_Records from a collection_
= = = = =

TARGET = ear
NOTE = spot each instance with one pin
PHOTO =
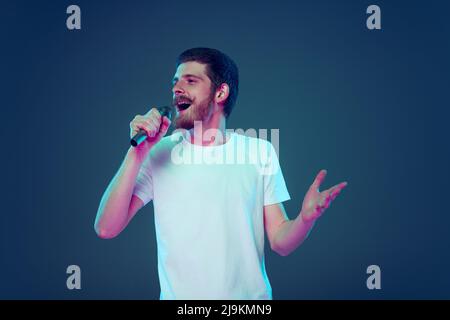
(222, 93)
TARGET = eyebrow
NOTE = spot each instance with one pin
(187, 76)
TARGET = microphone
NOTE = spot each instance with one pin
(142, 135)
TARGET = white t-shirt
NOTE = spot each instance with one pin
(208, 204)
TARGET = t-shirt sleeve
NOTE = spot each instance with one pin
(143, 187)
(275, 190)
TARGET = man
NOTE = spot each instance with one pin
(210, 209)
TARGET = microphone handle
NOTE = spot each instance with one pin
(142, 134)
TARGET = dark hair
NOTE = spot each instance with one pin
(219, 68)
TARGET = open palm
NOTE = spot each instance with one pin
(316, 202)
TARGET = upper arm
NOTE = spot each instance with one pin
(274, 217)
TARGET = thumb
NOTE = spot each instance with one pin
(165, 124)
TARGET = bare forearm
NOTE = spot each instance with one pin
(112, 214)
(291, 234)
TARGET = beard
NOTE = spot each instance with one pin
(197, 112)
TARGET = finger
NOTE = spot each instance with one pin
(334, 191)
(151, 111)
(164, 127)
(319, 179)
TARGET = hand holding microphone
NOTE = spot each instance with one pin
(150, 127)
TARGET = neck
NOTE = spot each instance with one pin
(211, 131)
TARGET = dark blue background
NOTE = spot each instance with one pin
(369, 106)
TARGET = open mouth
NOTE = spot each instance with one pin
(183, 106)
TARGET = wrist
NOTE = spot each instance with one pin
(307, 217)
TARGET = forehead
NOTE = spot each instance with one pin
(191, 67)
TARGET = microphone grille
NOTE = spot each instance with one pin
(166, 111)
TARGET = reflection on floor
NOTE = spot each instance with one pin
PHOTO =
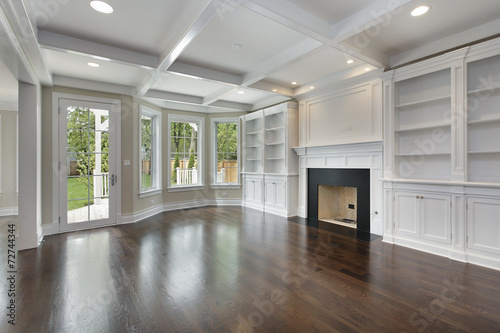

= = = = =

_REQUIRED WORK_
Across the entries above, tally every line that includes the string "microphone", then state only the count.

_SOLUTION FOR THIS TASK_
4